** Begin Data records **
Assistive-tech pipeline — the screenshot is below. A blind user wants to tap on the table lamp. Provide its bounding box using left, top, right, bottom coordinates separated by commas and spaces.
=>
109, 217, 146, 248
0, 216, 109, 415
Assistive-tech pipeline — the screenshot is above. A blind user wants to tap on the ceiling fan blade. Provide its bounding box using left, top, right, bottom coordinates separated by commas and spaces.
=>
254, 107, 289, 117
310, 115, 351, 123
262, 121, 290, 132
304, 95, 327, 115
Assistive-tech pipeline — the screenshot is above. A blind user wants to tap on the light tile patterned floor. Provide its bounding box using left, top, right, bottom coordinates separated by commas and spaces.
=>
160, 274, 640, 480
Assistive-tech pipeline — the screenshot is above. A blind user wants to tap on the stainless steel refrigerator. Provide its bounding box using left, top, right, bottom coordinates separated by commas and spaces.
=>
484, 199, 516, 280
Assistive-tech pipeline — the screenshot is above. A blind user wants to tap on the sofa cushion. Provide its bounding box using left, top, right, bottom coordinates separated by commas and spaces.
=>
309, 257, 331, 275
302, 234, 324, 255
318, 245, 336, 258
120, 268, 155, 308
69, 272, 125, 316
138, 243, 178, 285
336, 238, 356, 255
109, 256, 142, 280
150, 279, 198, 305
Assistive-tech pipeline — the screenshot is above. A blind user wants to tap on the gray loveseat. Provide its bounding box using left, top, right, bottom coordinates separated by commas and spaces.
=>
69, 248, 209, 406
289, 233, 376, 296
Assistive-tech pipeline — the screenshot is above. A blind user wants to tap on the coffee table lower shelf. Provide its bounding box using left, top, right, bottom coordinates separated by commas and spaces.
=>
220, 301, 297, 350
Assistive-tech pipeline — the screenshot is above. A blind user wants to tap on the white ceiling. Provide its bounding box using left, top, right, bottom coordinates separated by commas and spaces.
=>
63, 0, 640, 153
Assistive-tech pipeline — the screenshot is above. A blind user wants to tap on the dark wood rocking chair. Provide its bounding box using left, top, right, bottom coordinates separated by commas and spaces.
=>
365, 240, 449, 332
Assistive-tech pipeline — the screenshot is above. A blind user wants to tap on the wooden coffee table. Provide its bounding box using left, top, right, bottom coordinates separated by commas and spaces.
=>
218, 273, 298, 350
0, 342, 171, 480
** End Data records **
▶ [Exercise task]: Update the lines above, replacing "A blind user" with "A low-vision user" wherever it occurs and leaving everything else unchanged.

▶ [The response]:
Assistive-tech pipeline — the screenshot is below. A low-vision user wants to tap on the table lamp. Provide its bounding box using left, top, right, bottom coordinates separated by commas and spaces.
=>
109, 217, 146, 248
0, 216, 109, 415
Assistive-tech pipeline — the screenshot is above. A low-vision user wants to tap on the ceiling fan blade. Provide its bounding box using left, top, right, bottom coordinates separated by commas and spaces.
=>
254, 107, 289, 117
310, 115, 351, 123
262, 121, 290, 132
304, 95, 327, 115
Assistive-tech pipeline — the screenshot is above. A low-vision user wants to tap on the light tile patterned floor. Provide its bounding box using left, top, right, bottom coordinates separated by commas and spaces.
=>
160, 274, 640, 480
Assistive-tech pipeline — the screenshot is above. A low-vision user wants to tap on the stainless steel refrigerator. Provide its bounding box using left, top, right, bottom coordinates separated by commas and spaces.
=>
484, 199, 516, 280
Assistive-tech pipeline — the screenshot is above. A low-vision user wants to tap on the sofa cushion. Provide its bounding box using left, top, right, bottom coordinates separated by commas and spaces.
=>
309, 257, 331, 275
302, 234, 324, 255
318, 245, 336, 258
120, 268, 155, 308
69, 272, 125, 316
138, 243, 178, 285
336, 238, 356, 255
109, 256, 142, 280
150, 279, 198, 305
Assistive-tech pipeline — the screenshot is above. A low-vision user wants to tap on the gray loveseat. Provide its bounding box using left, top, right, bottom coordinates separated by commas and spaces.
=>
69, 248, 209, 406
289, 233, 376, 296
Assistive-tech pipeline — the screenshot is above. A low-vision user wants to tap on the coffee table lower shelf. Provide its bounding box using left, top, right, bottom coordinates separated by commas and spaces.
=>
220, 301, 297, 350
Assistive-tech pipeline — the screenshot is above. A low-vision user wants to tap on the white ceiling. Provide its bounding box using left, top, right, bottom coordinates separated by commas and spaces.
=>
63, 0, 640, 153
Assistive-tech pipeline — the screenshot is above. A low-vision user wants to tap on the dark wood rocking chair. Provide its bounding box using left, top, right, bottom coordinates separated by commas and spaces.
=>
365, 240, 449, 332
Assistive-tech pipeline — the screenshot is above. A low-vision user wants to tap on the wooden coffee table. Provide its bounding box using left, top, right, bottom coordinates separated by commas and spaces.
=>
218, 273, 298, 350
0, 342, 171, 480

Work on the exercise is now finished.